Region pointing data:
_ _ _ _ _ _ _
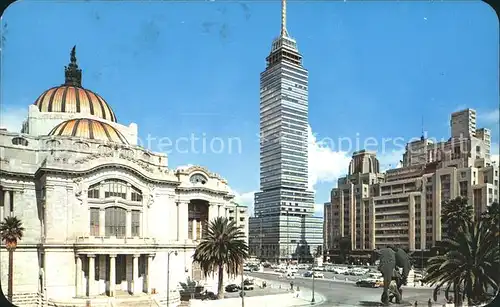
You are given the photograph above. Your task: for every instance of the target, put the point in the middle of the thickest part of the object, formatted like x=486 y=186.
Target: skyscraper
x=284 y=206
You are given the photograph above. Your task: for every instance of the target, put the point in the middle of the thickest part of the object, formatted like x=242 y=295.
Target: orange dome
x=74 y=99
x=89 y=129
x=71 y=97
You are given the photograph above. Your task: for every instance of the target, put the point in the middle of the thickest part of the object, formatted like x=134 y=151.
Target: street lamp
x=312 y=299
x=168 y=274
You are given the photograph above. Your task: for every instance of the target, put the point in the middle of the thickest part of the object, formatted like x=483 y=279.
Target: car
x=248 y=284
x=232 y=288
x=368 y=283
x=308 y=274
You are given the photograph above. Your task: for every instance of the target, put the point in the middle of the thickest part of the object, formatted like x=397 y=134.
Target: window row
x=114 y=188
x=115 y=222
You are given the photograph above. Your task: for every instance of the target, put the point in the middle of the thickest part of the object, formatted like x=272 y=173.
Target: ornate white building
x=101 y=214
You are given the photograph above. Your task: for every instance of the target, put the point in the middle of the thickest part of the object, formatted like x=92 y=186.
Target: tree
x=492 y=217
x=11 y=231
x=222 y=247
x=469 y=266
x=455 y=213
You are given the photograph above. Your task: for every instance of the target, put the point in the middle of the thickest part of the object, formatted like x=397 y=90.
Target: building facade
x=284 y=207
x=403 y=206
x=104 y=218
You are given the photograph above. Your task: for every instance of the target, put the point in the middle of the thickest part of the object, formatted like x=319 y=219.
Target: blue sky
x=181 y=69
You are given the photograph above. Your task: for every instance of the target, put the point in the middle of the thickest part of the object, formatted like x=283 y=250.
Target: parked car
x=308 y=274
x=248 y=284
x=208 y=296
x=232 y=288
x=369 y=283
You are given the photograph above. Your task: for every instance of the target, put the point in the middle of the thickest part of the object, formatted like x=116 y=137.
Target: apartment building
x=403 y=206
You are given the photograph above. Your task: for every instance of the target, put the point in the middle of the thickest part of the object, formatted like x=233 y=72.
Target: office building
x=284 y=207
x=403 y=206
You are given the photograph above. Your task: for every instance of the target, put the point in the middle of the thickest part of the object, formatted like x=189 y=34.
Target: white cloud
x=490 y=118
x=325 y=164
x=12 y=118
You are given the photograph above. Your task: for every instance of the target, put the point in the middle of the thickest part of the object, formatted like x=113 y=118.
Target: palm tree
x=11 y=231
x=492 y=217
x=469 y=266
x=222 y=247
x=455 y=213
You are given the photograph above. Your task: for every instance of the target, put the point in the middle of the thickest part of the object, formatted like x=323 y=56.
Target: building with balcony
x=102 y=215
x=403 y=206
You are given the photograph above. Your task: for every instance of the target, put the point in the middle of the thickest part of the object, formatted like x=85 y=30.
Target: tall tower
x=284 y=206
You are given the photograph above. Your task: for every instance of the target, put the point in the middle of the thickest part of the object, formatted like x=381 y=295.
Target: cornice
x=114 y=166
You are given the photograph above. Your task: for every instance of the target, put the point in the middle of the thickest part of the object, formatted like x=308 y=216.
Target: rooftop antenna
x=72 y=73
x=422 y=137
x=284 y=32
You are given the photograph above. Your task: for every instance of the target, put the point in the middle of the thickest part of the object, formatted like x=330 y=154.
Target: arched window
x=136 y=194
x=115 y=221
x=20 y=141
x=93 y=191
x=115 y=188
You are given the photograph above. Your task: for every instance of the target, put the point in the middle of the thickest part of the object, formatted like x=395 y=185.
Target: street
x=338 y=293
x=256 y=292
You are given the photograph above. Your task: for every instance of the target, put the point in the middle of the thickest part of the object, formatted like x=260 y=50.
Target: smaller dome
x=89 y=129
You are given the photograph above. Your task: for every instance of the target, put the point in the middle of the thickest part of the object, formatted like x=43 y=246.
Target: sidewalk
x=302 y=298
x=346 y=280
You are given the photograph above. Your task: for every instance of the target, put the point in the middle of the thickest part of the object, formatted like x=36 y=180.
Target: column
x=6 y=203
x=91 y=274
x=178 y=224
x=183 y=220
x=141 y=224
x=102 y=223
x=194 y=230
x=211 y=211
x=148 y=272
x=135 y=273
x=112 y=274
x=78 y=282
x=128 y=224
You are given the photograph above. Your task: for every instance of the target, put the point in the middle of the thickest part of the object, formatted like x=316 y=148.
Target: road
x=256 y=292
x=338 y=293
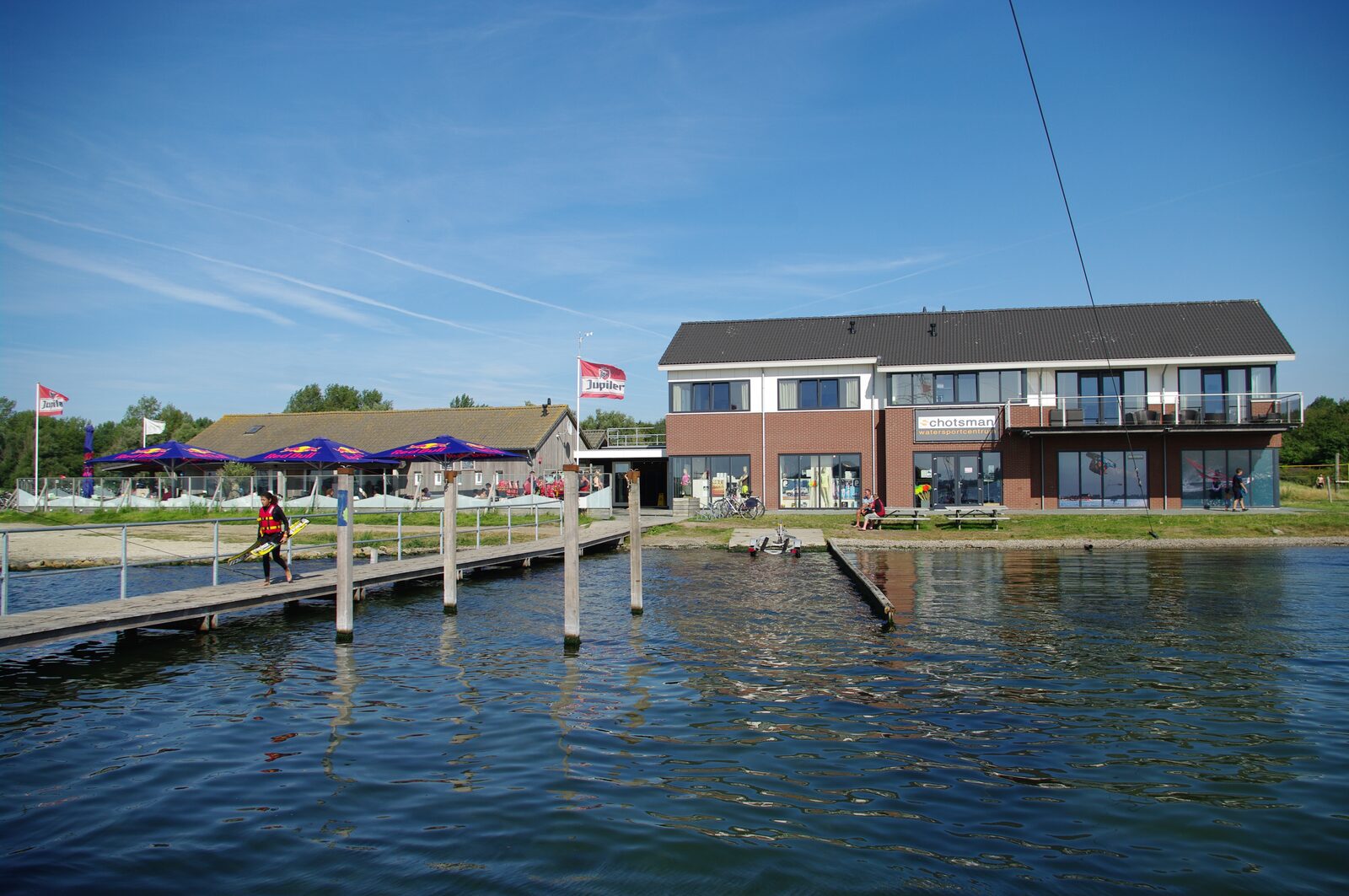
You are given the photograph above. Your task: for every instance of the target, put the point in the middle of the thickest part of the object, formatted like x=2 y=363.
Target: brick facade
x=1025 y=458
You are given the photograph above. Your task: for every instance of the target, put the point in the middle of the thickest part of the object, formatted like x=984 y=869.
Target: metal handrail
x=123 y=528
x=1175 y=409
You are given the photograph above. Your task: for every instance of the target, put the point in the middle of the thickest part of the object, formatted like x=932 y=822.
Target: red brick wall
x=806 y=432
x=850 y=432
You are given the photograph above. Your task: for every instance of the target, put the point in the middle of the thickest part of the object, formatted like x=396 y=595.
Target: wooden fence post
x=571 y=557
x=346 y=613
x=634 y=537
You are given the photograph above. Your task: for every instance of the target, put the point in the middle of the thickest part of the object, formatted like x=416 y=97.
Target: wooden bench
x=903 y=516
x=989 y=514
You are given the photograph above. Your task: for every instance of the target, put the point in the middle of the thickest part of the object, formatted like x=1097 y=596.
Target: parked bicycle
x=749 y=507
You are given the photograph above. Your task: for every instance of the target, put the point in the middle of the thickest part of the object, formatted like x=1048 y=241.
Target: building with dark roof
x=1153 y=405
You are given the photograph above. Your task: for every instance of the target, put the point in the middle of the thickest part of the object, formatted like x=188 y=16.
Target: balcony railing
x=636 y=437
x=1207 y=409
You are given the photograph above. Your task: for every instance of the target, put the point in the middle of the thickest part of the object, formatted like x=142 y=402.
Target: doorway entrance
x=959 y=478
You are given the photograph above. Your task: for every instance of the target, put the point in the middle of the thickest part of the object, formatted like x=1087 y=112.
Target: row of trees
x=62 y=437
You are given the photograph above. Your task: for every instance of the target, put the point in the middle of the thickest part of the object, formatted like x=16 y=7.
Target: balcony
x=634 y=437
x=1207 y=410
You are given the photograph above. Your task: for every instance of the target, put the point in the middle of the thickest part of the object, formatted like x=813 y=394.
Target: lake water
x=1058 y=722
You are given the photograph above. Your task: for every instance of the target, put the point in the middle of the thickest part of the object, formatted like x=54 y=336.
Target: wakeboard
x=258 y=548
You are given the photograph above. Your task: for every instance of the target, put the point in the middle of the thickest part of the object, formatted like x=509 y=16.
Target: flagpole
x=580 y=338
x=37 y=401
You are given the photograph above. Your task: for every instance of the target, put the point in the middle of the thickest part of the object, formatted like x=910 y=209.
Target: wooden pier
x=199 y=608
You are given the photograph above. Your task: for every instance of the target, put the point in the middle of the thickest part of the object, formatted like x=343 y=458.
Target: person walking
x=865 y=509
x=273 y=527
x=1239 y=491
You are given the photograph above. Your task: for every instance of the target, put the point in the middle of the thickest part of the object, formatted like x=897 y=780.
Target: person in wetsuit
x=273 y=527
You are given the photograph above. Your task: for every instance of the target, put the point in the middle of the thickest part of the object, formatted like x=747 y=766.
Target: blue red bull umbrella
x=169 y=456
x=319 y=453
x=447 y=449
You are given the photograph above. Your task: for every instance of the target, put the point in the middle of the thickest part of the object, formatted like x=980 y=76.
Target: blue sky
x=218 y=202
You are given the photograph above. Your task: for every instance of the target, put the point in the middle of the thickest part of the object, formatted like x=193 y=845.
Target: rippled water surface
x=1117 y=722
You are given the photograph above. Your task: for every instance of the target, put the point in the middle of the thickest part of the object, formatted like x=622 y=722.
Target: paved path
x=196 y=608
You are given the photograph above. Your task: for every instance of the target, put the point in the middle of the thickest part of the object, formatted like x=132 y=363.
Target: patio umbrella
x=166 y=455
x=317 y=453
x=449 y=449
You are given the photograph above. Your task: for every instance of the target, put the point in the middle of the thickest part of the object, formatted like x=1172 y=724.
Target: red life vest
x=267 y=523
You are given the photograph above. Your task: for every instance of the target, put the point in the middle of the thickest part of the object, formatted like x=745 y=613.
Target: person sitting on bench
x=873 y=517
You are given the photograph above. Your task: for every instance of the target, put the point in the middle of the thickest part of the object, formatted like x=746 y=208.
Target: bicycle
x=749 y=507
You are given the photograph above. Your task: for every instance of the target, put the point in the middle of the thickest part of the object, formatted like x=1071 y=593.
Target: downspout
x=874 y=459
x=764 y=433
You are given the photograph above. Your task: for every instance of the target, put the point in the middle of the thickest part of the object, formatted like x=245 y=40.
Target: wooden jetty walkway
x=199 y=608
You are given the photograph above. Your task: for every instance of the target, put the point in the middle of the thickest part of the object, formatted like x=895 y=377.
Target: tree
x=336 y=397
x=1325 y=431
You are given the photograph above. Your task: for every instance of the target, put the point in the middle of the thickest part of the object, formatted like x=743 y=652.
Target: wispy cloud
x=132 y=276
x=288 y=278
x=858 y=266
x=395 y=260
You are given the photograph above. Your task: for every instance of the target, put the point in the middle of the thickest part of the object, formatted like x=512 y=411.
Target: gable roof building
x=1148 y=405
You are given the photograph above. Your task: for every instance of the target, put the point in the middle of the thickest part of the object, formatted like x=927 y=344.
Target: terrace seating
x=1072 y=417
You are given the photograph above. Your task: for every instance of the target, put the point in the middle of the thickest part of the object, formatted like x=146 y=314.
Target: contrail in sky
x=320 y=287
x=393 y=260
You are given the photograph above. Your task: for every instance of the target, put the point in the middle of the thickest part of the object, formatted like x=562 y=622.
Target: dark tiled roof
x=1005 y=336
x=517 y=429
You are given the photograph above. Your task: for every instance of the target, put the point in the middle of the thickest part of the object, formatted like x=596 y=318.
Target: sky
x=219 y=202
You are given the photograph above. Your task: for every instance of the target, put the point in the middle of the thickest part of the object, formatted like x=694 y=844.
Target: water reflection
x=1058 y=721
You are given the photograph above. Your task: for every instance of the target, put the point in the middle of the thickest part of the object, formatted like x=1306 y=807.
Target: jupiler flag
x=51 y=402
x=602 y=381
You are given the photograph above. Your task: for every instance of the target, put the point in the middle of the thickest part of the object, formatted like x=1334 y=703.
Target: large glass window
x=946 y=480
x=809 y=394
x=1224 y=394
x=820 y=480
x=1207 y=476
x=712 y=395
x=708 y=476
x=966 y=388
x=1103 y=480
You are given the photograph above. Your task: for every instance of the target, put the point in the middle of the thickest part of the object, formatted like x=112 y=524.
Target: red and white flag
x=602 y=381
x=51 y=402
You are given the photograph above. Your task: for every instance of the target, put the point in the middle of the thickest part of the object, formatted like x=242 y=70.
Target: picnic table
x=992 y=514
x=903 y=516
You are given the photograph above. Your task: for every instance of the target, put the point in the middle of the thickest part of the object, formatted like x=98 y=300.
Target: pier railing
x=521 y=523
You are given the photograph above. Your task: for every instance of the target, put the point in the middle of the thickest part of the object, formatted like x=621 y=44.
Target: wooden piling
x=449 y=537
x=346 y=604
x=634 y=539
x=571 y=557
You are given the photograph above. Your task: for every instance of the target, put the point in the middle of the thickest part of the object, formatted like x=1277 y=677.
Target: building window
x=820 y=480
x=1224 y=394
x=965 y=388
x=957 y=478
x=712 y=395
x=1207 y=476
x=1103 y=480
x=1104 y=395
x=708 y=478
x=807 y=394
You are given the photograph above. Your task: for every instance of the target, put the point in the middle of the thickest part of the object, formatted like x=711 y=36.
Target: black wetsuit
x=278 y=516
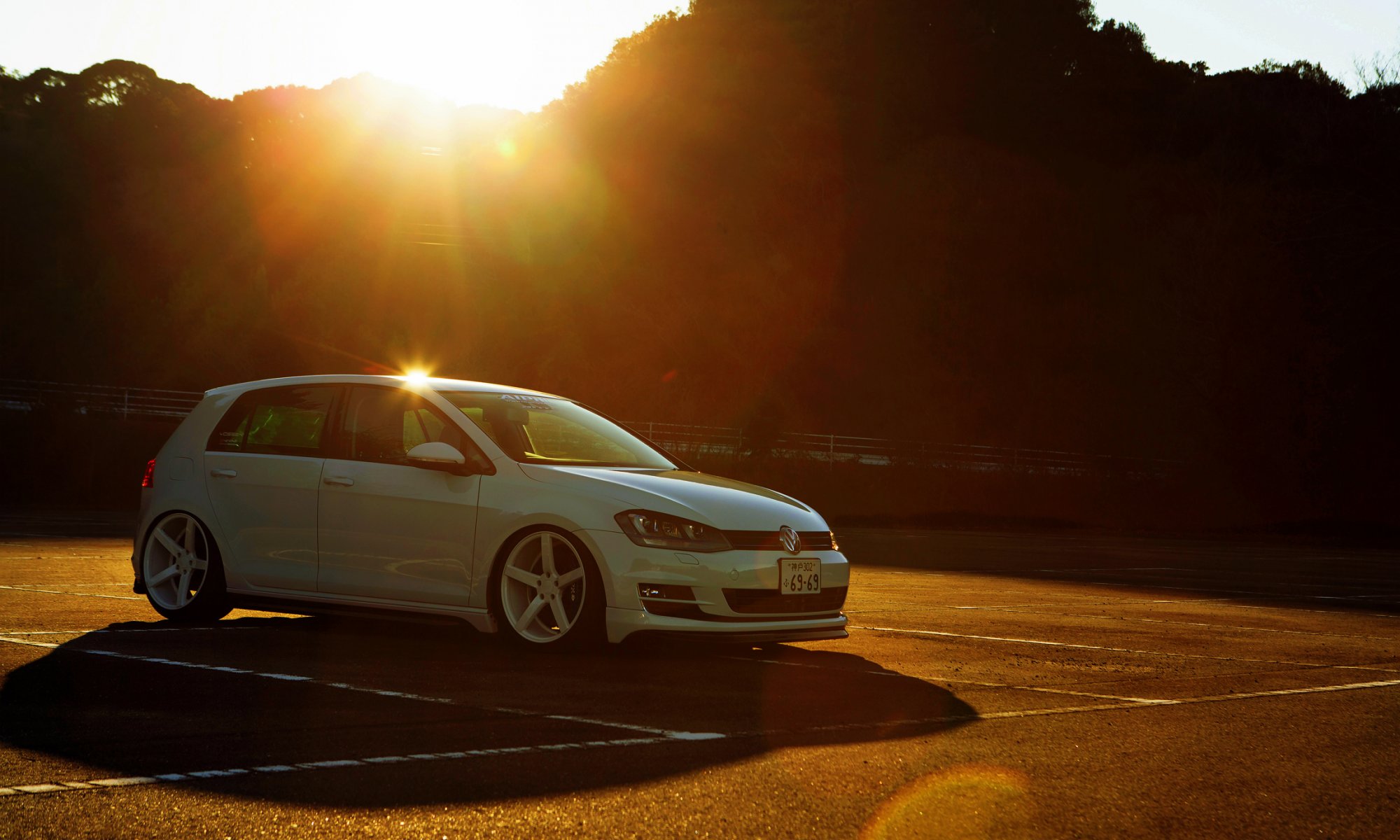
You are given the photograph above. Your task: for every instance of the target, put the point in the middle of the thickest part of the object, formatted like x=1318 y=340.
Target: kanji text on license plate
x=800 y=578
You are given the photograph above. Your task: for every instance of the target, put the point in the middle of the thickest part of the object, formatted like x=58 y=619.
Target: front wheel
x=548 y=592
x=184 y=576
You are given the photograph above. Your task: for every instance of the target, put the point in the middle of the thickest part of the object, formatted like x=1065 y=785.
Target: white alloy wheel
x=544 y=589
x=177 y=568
_ _ _ _ _ _ _
### REQUIREMENT
Copy nothing but the lines from the start of the entries through the line with "like x=483 y=279.". Write them out exactly, without pictures.

### OUTPUT OF THE TASK
You are given the photograph above. Your task: for every instance of the target, put the point in the middle of the thickest part of the object, formatted like x=486 y=186.
Target: skyscraper
x=284 y=206
You are given the photograph above. Your task: for every instance of the target, put the point in the middle of the thickest part of the object, formatted like x=242 y=295.
Target: orange dome
x=74 y=99
x=89 y=129
x=71 y=97
You are given the photograph above. Your task: for every instance of the target, put the point in the middle of the thickest part of the object, formatted like x=134 y=151.
Target: street lamp
x=312 y=299
x=168 y=274
You are given the photograph above. Your task: for every instance of the target, put the point in the middle of the thickest part of the object, formatted like x=483 y=279.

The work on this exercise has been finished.